- ACTIVITY
Resume the blog post below on the Indonesian tsunami, the Taliban and the fighting between Israel and Hizballah, picking up after its final sentence.

- TEXT FOR ANALYSIS
Posted by
J.P. Farris on Tuesday, July 18, 2006 5:29:43 PM
While the world’s attention was focused on the escalating conflict in the Middle East a Tsunami struck in Indonesia while the memory of the 1994 is still fresh in people’s memories. The death toll from an earthquake and the resulting tsunami has reached 340 with more than 200 people missing. More than 54,000 people have been displaced, and hundreds of buildings have been destroyed. Monday's quake generated waves more than ten feet high. The International Tsunami Information Center issued a tsunami watch after 7.7-magnitude earthquake rumbled in the Indian Ocean 220 miles south of Jakarta.
The early warning system that Indonesian, German and U.N. scientists began developing after a massive tsunami in the Indian Ocean in December 2004 killed more than 200,000 people in 12 countries has not been completed.
Though local authorities failed to issue warnings -- with one scientist saying they'd realized the quake's power too late -- a few people said they'd recognized the danger when they saw the sea recede, and fled to high ground. A black wave shot ashore half an hour later, sending boats, cars and motorbikes crashing into resorts and fishing villages, and flooding areas 300 yards inland.
While the world’s back was turned the Taliban decided to raise its head again. Scores of Taliban fighters entered the southern Helmand town of Garmser, bordering Pakistan, and surrounded a police compound, forcing a small security force to flee and taking control of the area.
On Monday, a large number of Taliban militants entered Naway-i-Barakzayi, a north of Garmser, and fought a brief battle with police before they too fled the area. One coalition soldier was killed and 11 were wounded.
I have been noticing that terrorists tend to take advantage when your back is turned. While Israel was distracted and dealing with Hamas militants Hizballah snuck up from behind to stab them in the back. While attention is turned toward Israel and Lebanon the Taliban decided to attack.
The violence in Lebanon has the world’s attention. Hizballah is the wild card. There is always the possibility it could try to order up terrorist attacks against Israeli and Western targets around the world. Israel's strikes against Lebanon have provoked Shi'ite radicals in Iraq, who are threatening to attack U.S. troops in retaliation. The most chilling scenario is that the Israeli-Lebanese dispute could grow into a wider war, if Hizballah's backers in Iran or Syria decide or are provoked to join the fray--a possibility that grew when Israeli intelligence claimed on Saturday that Iranian forces helped Hizballah fighters hit an Israeli ship off the coast of Beirut, killing one sailor. (Iran denies the charge.)
Lisa Beyer reported in Time magazine and here is an excerpt on why the Israeli’s are fighting.
The Israelis are determined to show their adversaries that they aren't cowed. That has become clear in Israeli Prime Minister Ehud Olmert's announcements that Israel will not negotiate for the return of its soldiers. Israeli officials have long talked of "changing the rules of the game," and Olmert unleashed the military to do just that, setting the price for aggression against Israel so high that its enemies would be deterred from acting up in the future.
Olmert may have been influenced by President Bush, both in his stance of "no negotiations with terrorists" and in his decision to retaliate harshly for the Hamas and Hizballah actions. The post-9/11 era has marked a new high in Israeli-U.S. relations, with Washington abandoning its past practice of criticizing Israel when it acts severely toward the Palestinians or other Arab parties. Starting with former Prime Minister Ariel Sharon, Israeli officials have taken to adopting Bush's war-on-terrorism rhetoric. Justice Minister Haim Ramon last week said Israel would treat Nasrallah as the U.S. treats Osama bin Laden.

- DATASET

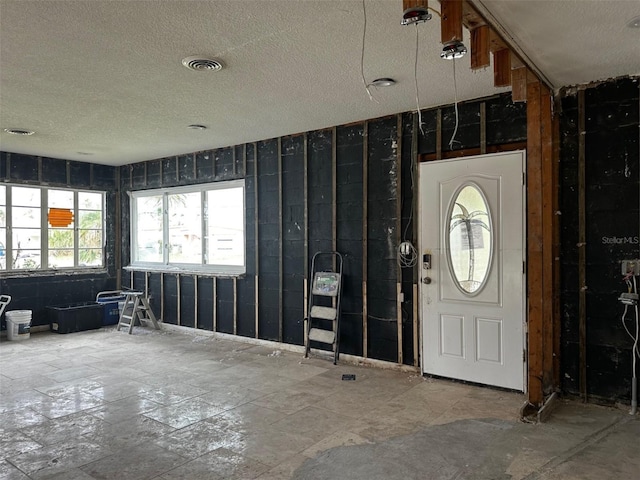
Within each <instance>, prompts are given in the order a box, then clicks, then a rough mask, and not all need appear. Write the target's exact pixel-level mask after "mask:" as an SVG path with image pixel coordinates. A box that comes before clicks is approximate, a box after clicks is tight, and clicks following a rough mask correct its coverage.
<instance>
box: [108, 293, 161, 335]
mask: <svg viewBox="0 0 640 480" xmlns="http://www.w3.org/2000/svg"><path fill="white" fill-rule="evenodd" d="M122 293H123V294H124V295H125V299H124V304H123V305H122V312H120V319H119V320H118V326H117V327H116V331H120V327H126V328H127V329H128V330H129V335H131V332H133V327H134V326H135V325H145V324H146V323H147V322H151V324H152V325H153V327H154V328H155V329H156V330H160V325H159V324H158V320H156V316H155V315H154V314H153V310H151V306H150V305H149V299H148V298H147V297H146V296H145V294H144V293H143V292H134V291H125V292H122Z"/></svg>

---

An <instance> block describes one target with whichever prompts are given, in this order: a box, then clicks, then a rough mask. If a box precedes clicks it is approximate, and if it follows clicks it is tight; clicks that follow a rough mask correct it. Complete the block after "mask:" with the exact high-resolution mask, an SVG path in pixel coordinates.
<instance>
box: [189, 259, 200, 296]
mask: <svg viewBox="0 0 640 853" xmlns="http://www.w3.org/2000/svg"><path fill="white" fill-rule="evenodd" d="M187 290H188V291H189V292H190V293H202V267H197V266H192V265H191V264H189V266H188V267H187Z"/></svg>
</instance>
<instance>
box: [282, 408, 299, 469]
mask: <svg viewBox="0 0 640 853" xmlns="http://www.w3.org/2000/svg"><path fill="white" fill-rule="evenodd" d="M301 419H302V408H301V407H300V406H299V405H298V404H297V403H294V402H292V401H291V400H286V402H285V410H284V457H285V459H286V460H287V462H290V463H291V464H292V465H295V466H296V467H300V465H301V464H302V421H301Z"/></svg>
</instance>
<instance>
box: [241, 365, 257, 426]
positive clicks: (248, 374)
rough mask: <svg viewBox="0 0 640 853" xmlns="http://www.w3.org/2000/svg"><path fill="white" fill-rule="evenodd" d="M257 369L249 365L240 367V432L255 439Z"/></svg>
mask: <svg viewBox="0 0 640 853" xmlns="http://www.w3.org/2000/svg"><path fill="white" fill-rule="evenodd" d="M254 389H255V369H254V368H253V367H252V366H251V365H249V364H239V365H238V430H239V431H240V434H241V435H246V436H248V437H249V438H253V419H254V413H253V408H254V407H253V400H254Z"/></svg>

- RESPONSE AREA
In that context, the abduction of the soldiers was particularly combustible. As it is, such acts strike deep into Israel's soul. It is practically a sacred notion in the Israeli military that nobody is left behind. And because the nation has a citizen's army and Israel's population is so small, hostage taking is felt intimately; if it's not your son or your neighbor's son, it could be.
But provoked by the hostage taking, Olmert's government is also trying to settle other scores. Palestinian militants have been regularly firing homemade Qassam rockets, a Hamas specialty, into Israel from Gaza--some 200 in June and 100 so far in July. Hizballah has occasionally also lobbed rockets across the border since the Israeli pullout. And Israel has watched in dismay as Hizballah has built border fortifications, sometimes 30 feet from Israeli outposts and stockpiled with what Israel estimates to be 13,000 rockets, including upgraded ones that can reach at least as far as the cities of Haifa and Tiberias.
Facing those threats, Israel isn't prepared to show mercy. In the case of Hizballah, especially, the Israelis are going well beyond retribution, taking an opportunity to degrade the organization's capabilities and, perhaps, cripple the group permanently. Said Defense Minister Amir Peretz: "The goal is for this to end with Hizballah so badly beaten that not a man in it does not regret having launched this incident." Most Israelis know the offensive has come at a heavy price--to civilians on both sides, to Lebanon's infrastructure and to Israel's reputation abroad. But from the government's point of view, it is necessary and it is working. Israel claims to have hit many stores of Hizballah's rockets, often within houses. What Israel wants is for the Lebanese to disarm Hizballah, but Israeli realists don't expect the Lebanese to go that far. A demilitarized zone in the south might suffice. The Israelis were heartened to hear that some Arab states and a number of Lebanese politicians were complaining that Hizballah had taken not just the Israeli soldiers but also all of Lebanon hostage.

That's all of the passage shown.